═════ Supplied data

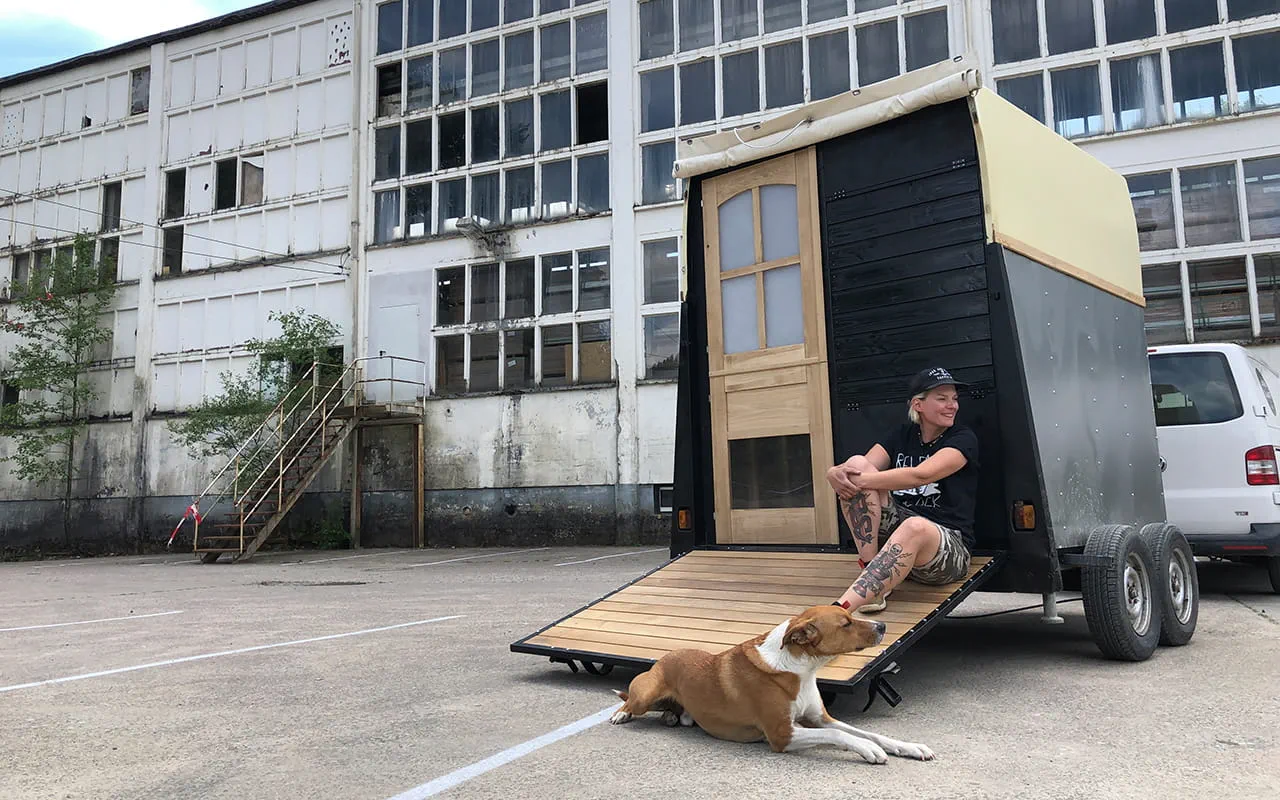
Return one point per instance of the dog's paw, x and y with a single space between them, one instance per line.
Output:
908 749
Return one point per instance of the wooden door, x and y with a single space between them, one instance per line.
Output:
767 352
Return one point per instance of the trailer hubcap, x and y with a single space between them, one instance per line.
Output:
1180 585
1137 594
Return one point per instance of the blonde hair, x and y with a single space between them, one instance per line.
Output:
912 414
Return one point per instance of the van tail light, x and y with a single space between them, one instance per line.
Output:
1260 466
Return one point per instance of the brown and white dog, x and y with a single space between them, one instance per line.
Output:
766 688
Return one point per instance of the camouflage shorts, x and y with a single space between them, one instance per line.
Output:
951 562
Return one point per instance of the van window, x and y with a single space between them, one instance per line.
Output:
1193 389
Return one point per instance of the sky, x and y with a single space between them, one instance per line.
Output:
37 32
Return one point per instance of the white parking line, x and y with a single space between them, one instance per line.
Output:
204 656
449 561
586 561
32 627
506 757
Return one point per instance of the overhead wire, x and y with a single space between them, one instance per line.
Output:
341 268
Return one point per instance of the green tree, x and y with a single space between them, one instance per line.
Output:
59 328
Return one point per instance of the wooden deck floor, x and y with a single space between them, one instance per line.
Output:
713 599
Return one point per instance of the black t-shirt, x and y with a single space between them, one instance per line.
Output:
950 501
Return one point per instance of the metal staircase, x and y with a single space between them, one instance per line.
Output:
269 472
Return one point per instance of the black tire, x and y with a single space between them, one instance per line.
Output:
1119 595
1176 583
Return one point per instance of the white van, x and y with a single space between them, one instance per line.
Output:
1219 430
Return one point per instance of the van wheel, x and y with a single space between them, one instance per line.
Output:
1120 598
1176 583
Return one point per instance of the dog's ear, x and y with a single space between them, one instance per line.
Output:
804 634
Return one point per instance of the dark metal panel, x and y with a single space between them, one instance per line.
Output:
1088 384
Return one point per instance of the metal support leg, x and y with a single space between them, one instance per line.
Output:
1051 616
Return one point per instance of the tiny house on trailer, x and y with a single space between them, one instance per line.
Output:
831 254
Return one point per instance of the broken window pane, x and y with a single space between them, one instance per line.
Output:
453 19
389 28
1162 318
661 272
520 127
1137 92
484 135
556 53
385 216
698 91
517 371
1153 209
784 74
417 210
593 279
926 39
557 120
484 362
1257 71
558 283
593 42
828 64
449 362
1077 101
519 69
593 183
451 296
696 24
1069 24
1220 298
485 199
656 164
593 113
520 289
484 292
1187 14
419 83
1027 92
453 74
417 147
1210 210
657 28
737 19
594 355
453 204
557 355
658 99
421 22
662 346
520 195
557 188
1015 30
453 140
388 90
741 83
485 68
1200 83
1262 196
1129 19
877 53
385 161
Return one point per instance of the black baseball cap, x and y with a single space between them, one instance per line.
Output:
932 378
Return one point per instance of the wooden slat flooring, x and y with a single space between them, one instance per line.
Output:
714 599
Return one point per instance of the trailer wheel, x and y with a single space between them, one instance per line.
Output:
1176 583
1120 602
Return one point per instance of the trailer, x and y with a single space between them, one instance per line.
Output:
828 255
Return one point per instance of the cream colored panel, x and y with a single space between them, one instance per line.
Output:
1054 202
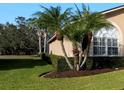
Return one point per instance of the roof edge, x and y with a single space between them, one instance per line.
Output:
112 9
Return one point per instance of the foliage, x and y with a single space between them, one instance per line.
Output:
18 39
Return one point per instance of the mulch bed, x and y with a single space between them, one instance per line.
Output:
77 73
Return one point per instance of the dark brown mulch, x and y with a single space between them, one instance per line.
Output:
77 73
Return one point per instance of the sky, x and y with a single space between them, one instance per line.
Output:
9 11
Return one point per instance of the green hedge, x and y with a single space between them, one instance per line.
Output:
59 63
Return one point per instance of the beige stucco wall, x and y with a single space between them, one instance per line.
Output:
117 19
55 48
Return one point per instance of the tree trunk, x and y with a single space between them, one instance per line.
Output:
85 56
45 42
65 55
59 36
76 56
85 48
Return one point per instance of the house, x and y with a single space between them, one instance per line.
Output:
104 42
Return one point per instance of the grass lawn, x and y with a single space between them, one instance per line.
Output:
21 72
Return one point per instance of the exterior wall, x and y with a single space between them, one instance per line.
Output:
116 18
55 48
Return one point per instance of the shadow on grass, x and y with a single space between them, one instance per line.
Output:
7 64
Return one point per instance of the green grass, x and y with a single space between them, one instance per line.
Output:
23 74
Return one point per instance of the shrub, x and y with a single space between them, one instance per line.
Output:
59 63
45 57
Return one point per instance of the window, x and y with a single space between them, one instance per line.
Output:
105 43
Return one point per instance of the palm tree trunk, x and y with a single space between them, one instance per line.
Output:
86 45
65 55
85 56
76 56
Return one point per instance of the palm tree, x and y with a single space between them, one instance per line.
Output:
89 22
55 20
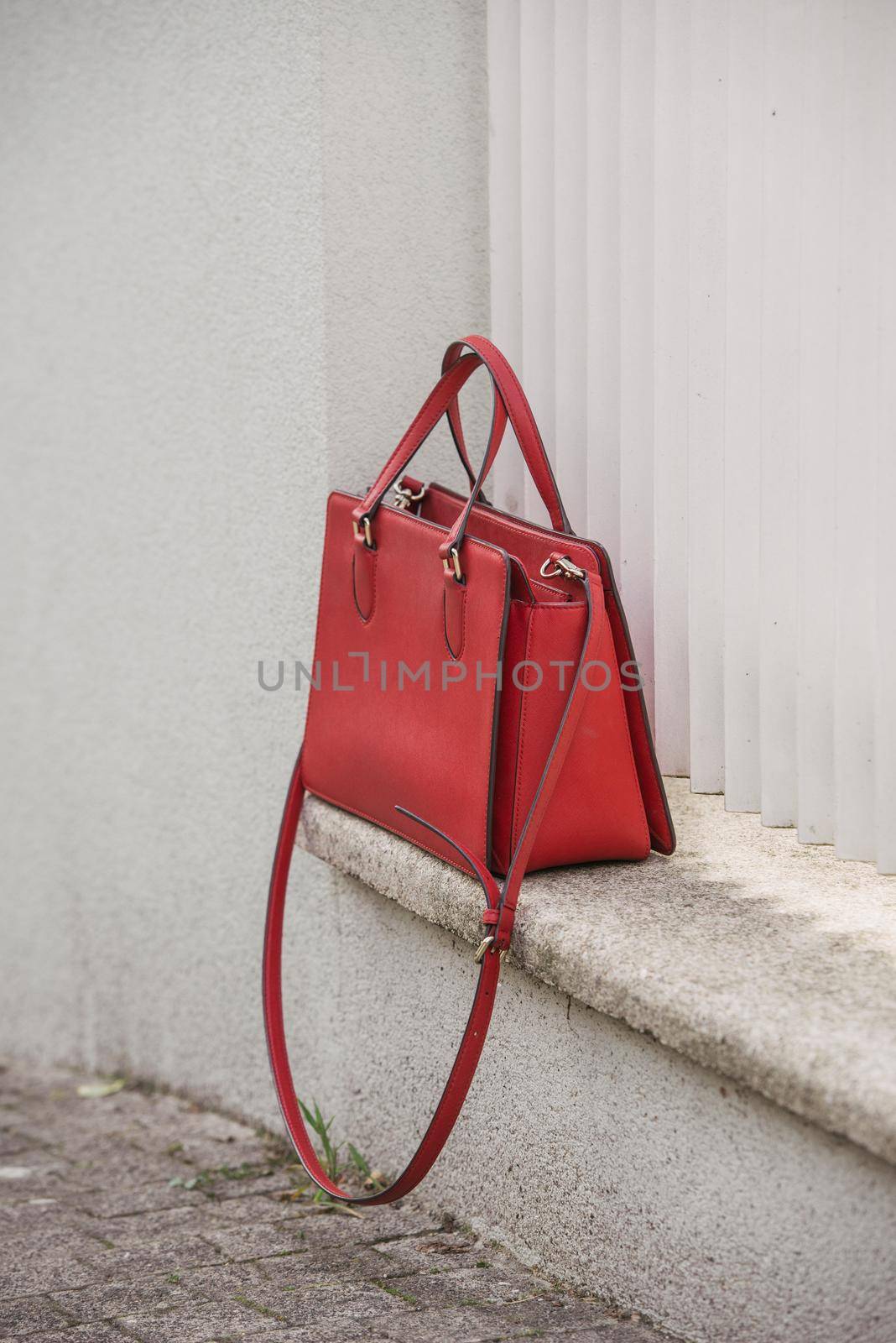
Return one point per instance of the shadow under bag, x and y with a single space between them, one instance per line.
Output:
495 716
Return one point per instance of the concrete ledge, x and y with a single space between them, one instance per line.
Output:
766 960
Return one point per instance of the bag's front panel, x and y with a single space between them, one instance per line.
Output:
396 720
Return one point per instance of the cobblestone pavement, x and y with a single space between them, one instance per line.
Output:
140 1215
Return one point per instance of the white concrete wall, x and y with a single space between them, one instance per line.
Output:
235 241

══════════

# Instruction
Extract word for word every line from the line that contains "Return one point per instance of the grass" to the final line of the data, both included, and nothing else; skip the pictures.

# Task result
Return one point per instance of the grass lawn, x and y with a single space between them, one instance per line.
Output:
21 72
Return one point per instance of the exterior wall, x and y with a single space between them, one instance per line.
Output:
116 18
55 48
Return one point per instance of the shadow on grass, x and y with a single space between them, one instance per line.
Output:
7 64
Return one point per instance of the green grass, x and y with a single space between them, one instance per line.
Output:
23 74
Return one point per instance of the shrub, x and y with a single space between them, one instance per line.
Output:
59 63
45 57
Return one point per instance of the window, x and y with a single space between them, one instance per line.
Output:
105 43
Return one point per instance of the palm tree trunk, x and y with a single space between them, one instance per line.
Output:
86 45
65 55
85 56
76 56
Return one point per instance of the palm tree, x and y with a single space between them, one instance per line.
Output:
89 22
55 20
Return one point per instance of the shadow under bag, x and y with a single space between them, one instance per line.
Output:
495 716
Return one point per instance of the concrete ledge, x and y with a single space between them, one instance per line.
Output:
766 960
Return one point per instance of the bag's front panel, x and y with a single space between them, one instance per line.
Output:
396 720
Return one point per instance of the cobblestone pavement, x and y with a single space between them, one instance per line.
Output:
140 1215
Return one point per instance of the white concrete wall, x and y with a single space between them, one instance per line.
Output:
235 241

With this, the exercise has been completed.